* [Exercise description]:
Return the rows below word for word, starting with the first line of the rows and going on through the line that contains "56), (188, 66)]". Include both of those lines and nothing after the second.

(Records held in a dataset)
====
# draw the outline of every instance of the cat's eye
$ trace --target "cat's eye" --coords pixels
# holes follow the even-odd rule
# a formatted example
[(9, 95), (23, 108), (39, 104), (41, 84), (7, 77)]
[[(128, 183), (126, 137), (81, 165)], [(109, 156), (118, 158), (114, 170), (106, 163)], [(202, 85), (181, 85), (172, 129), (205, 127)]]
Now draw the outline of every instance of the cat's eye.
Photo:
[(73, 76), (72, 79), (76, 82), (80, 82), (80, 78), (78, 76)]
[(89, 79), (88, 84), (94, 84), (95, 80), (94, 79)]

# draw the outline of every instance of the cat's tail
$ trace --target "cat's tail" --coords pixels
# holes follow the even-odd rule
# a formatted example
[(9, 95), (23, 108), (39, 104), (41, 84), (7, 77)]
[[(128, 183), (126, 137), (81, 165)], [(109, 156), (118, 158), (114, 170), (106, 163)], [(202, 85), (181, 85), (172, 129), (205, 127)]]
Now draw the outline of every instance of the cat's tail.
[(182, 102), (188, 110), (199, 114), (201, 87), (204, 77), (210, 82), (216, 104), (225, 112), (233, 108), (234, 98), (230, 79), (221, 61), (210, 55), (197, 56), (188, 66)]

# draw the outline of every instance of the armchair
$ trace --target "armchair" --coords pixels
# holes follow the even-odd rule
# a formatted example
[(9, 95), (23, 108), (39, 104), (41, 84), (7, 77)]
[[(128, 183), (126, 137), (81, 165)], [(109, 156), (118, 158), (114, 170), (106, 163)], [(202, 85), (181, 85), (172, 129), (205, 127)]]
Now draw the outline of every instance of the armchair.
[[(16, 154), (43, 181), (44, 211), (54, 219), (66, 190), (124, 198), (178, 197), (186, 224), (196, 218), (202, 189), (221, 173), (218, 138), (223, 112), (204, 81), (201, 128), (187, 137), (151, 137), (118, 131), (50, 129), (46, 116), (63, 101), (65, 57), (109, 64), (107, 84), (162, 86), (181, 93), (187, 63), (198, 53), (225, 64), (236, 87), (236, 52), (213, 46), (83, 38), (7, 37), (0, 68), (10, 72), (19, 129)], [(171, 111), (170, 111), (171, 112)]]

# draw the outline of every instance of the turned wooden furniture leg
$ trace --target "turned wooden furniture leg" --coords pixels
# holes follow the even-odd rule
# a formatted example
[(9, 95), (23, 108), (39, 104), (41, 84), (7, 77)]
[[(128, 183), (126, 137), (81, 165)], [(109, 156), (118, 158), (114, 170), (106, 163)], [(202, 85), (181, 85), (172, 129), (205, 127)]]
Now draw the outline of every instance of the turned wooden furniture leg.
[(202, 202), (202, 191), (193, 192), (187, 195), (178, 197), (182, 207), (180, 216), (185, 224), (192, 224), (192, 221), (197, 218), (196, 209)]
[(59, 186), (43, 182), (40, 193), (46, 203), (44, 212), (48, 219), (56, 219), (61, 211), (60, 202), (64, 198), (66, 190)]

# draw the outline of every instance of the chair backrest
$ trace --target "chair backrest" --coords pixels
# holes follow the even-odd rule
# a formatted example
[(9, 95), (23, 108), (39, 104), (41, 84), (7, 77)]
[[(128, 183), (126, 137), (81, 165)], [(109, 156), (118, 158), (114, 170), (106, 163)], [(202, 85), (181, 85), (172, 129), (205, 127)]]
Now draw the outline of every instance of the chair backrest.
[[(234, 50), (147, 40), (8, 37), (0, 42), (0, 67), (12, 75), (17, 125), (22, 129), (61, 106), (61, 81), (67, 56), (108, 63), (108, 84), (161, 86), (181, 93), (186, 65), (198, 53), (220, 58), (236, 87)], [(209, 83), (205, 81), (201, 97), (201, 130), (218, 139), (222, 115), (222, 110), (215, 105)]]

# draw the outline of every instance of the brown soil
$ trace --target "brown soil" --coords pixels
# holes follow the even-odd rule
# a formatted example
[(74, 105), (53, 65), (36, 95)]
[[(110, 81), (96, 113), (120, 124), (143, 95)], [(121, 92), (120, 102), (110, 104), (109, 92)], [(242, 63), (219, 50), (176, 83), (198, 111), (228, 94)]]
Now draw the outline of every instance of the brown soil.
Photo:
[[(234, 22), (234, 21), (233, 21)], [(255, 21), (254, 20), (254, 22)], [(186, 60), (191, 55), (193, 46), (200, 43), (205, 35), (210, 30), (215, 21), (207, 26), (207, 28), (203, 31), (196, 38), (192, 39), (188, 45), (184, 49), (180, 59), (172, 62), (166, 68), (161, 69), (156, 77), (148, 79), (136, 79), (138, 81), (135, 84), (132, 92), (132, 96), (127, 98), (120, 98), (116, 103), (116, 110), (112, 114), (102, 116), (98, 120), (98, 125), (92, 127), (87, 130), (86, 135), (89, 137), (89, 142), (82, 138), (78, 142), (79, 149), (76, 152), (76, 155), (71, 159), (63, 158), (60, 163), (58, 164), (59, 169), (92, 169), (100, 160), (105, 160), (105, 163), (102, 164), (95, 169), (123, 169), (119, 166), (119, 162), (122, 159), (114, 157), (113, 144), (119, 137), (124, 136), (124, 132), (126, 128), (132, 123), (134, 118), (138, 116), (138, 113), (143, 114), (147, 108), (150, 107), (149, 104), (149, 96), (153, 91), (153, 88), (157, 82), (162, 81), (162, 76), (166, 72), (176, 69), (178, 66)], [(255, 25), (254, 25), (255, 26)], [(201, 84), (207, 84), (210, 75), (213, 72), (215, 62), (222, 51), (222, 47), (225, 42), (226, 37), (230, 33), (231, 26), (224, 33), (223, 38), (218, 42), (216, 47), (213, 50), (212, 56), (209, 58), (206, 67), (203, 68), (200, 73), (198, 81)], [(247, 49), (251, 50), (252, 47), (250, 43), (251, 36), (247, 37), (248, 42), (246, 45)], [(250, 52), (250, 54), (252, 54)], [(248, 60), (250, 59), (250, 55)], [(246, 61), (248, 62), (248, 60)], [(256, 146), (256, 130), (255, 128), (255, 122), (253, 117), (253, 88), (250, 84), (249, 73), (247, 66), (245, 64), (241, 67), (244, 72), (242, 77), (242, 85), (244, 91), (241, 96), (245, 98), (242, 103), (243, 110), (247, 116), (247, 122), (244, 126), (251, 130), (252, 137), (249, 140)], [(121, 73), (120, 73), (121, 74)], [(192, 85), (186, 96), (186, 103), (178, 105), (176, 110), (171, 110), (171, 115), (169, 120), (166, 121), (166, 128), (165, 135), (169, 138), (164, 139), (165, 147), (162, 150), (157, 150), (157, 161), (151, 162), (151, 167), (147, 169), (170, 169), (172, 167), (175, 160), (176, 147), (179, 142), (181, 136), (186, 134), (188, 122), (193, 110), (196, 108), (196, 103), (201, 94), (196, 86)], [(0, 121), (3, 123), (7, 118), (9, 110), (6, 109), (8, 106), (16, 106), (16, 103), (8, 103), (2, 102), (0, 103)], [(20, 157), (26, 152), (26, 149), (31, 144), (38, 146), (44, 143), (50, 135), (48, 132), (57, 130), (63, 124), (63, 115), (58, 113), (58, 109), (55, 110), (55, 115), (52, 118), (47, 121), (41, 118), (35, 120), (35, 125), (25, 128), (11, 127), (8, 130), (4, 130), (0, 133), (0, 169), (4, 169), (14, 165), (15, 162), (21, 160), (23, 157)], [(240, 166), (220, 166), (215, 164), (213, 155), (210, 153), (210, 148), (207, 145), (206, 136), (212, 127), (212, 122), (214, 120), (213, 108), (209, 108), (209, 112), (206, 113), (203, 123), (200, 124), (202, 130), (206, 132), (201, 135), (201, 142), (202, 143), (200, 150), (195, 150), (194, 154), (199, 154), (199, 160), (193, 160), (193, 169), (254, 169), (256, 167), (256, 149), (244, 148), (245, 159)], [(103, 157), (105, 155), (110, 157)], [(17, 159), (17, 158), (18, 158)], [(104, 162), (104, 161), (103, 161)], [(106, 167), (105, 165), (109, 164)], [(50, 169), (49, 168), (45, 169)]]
====
* [Final result]:
# draw the outline of every instance of the cat's eye
$ trace --target "cat's eye" --coords pixels
# holes follow the even-odd rule
# a formatted example
[(9, 95), (23, 108), (39, 104), (41, 84), (7, 77)]
[[(128, 183), (126, 137), (81, 165)], [(109, 156), (118, 158), (114, 170), (106, 163)], [(202, 85), (181, 85), (172, 129), (205, 127)]]
Now draw the outline of every instance of the cat's eye.
Photo:
[(73, 76), (72, 79), (76, 82), (80, 82), (80, 78), (78, 76)]
[(89, 79), (88, 84), (94, 84), (95, 80), (94, 79)]

# draw the outline of every instance of the cat's tail
$ trace --target "cat's tail" --coords pixels
# holes follow the even-odd rule
# a formatted example
[(9, 95), (23, 108), (39, 104), (41, 84), (7, 77)]
[[(128, 183), (126, 137), (81, 165)], [(109, 156), (118, 158), (114, 170), (106, 163)], [(202, 85), (181, 85), (172, 129), (205, 127)]]
Now draw the outline of every instance of the cat's tail.
[(182, 102), (188, 110), (199, 114), (201, 87), (204, 77), (210, 82), (216, 104), (225, 112), (233, 108), (234, 98), (230, 79), (221, 61), (210, 55), (197, 56), (188, 66)]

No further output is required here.